* TO BE DONE *
Add 132 to every coordinate in the answers found in the material below, covering only the stretch from its start through the line containing "top-left (93, 131), bottom-right (318, 191)". Write out that entire stretch again, requests included, and leave the numbers in the requests and their format samples unchanged.

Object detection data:
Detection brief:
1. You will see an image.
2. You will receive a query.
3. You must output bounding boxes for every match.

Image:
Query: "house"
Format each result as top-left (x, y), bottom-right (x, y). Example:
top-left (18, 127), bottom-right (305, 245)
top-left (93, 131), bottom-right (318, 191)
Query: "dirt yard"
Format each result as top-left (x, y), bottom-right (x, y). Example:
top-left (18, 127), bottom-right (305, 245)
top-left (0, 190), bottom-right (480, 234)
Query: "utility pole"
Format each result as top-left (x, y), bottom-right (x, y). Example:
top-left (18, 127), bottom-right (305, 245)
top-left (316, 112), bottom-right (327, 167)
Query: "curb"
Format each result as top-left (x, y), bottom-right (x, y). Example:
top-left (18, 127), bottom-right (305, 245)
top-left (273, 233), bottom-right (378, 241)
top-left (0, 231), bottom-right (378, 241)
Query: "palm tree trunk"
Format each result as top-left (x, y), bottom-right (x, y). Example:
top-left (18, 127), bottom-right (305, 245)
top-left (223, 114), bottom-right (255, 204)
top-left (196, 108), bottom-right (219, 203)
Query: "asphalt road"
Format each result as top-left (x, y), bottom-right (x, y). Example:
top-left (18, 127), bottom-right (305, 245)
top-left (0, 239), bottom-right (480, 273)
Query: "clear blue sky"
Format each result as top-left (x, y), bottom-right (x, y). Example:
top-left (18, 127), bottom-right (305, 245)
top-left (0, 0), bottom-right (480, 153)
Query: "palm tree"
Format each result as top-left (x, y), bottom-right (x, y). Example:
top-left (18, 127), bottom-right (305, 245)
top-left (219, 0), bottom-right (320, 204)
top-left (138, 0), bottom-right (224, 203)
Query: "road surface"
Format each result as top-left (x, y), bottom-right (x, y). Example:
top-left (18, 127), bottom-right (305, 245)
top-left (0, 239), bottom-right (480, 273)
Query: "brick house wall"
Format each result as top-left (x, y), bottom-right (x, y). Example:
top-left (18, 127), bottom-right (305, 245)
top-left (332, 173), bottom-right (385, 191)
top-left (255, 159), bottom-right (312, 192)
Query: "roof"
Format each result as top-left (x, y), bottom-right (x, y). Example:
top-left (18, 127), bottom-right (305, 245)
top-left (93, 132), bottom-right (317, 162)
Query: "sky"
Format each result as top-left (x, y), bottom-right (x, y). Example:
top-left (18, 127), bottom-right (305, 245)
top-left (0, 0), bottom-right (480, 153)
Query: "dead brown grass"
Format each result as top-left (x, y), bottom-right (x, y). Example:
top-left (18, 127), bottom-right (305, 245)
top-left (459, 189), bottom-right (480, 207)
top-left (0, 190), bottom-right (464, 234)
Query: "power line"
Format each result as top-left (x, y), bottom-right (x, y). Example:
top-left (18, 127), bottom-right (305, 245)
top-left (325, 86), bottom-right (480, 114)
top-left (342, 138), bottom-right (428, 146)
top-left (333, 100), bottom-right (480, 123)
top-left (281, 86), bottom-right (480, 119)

* THE RESPONSE *
Detection brief:
1. You will see an image.
2. You will receive a query.
3. You must output bounding boxes for every match.

Image:
Query: "house"
Format each result as top-left (x, y), bottom-right (x, y). Example:
top-left (18, 127), bottom-right (305, 245)
top-left (225, 263), bottom-right (450, 323)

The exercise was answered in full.